**Dataset entries**
--- START ---

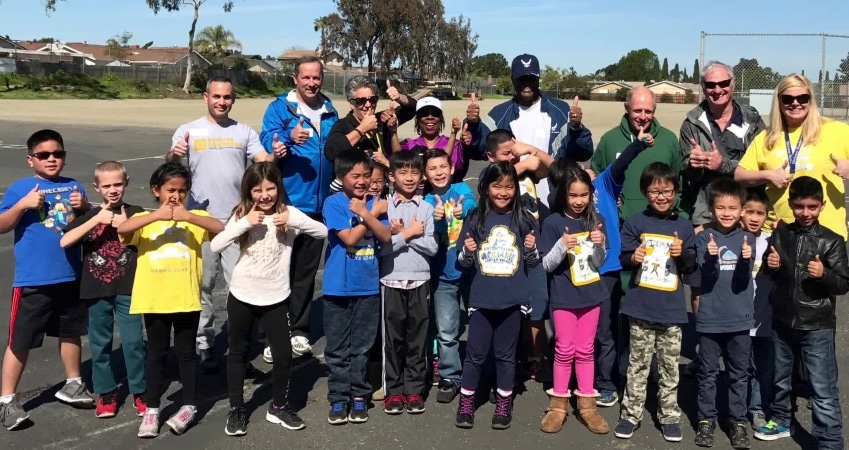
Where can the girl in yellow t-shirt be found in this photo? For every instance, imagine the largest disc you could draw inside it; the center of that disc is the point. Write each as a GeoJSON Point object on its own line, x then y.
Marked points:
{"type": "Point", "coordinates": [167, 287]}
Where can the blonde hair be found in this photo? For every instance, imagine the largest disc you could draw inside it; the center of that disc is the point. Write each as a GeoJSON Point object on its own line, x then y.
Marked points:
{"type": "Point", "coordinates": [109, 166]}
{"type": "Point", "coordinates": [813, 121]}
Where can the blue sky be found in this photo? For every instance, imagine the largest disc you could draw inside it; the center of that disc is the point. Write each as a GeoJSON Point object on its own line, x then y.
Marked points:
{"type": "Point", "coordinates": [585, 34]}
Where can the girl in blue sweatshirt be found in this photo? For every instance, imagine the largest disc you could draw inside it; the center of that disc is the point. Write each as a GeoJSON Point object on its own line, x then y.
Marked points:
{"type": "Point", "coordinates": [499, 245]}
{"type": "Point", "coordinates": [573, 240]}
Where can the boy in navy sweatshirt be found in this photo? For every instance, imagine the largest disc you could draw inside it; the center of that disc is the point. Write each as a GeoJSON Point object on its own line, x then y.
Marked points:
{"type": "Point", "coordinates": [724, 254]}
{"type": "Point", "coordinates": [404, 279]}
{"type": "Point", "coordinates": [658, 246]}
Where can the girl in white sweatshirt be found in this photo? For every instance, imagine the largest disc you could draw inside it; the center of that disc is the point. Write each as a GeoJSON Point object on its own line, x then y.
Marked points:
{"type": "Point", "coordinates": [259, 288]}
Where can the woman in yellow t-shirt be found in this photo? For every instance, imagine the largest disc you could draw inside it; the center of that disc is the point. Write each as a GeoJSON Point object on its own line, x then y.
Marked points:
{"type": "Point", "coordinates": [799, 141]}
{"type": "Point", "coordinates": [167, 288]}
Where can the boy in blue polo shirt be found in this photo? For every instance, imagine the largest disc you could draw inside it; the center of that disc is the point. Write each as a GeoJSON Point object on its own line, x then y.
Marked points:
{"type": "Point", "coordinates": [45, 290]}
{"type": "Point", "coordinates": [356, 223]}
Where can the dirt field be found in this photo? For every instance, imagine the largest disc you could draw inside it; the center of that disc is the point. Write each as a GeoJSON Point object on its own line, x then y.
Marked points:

--- END ---

**GIVEN PROBLEM**
Rewrite the records as a Markdown table with the columns Row and Text, putting one line per row and omitting blank lines. Start at the line containing "Where can the girl in blue" and end at the final line of the records, including both.

**SOLUTION FOR THIS PROBLEM**
| Row | Text |
|---|---|
| 1 | Where can the girl in blue sweatshirt be found in this photo? For every instance, imagine the largest disc you could draw inside it; the center of that disc is the point. Write each as a GeoJSON Point object on its own line, x then y. |
| 2 | Marked points: |
| 3 | {"type": "Point", "coordinates": [499, 245]} |
| 4 | {"type": "Point", "coordinates": [573, 240]} |
| 5 | Where can the boy in navy sweatshirt be found in this photo? For every instance, imagine the largest disc you could draw inside it; the center of that disc is the point. Write each as a GeoJSON Point object on its own line, x then y. |
| 6 | Marked points: |
| 7 | {"type": "Point", "coordinates": [724, 254]} |
| 8 | {"type": "Point", "coordinates": [404, 279]} |
| 9 | {"type": "Point", "coordinates": [658, 246]} |
| 10 | Where can the girl in white sweatshirt be found in this photo? For every instance, imagine the largest disc you could draw inside it; the center of that disc is the point. Write each as a GeoJSON Point object on its own line, x then y. |
| 11 | Marked points: |
| 12 | {"type": "Point", "coordinates": [259, 288]} |
| 13 | Where can the woman in yellow t-shirt be found in this photo? For every instance, imagine the largest disc you could draw inside it; the center of that disc is the point. Write each as a GeoJSON Point object on its own line, x then y. |
| 14 | Marked points: |
| 15 | {"type": "Point", "coordinates": [799, 141]} |
| 16 | {"type": "Point", "coordinates": [167, 288]} |
| 17 | Where can the boy in blue polo shirt be found in this photo? For every instance, imagine the largest disc you could draw inside it; the center of that disc is the point. Write each as a GeoJSON Point object on its own line, x then y. |
| 18 | Marked points: |
| 19 | {"type": "Point", "coordinates": [45, 290]} |
| 20 | {"type": "Point", "coordinates": [356, 223]} |
| 21 | Where can the dirt field be found in this photo? For every instance, imagine the largest disc you could draw inside it; the center of that disc is the point. Write each as a GeoJSON Point object on its own line, x then y. |
| 22 | Marked points: |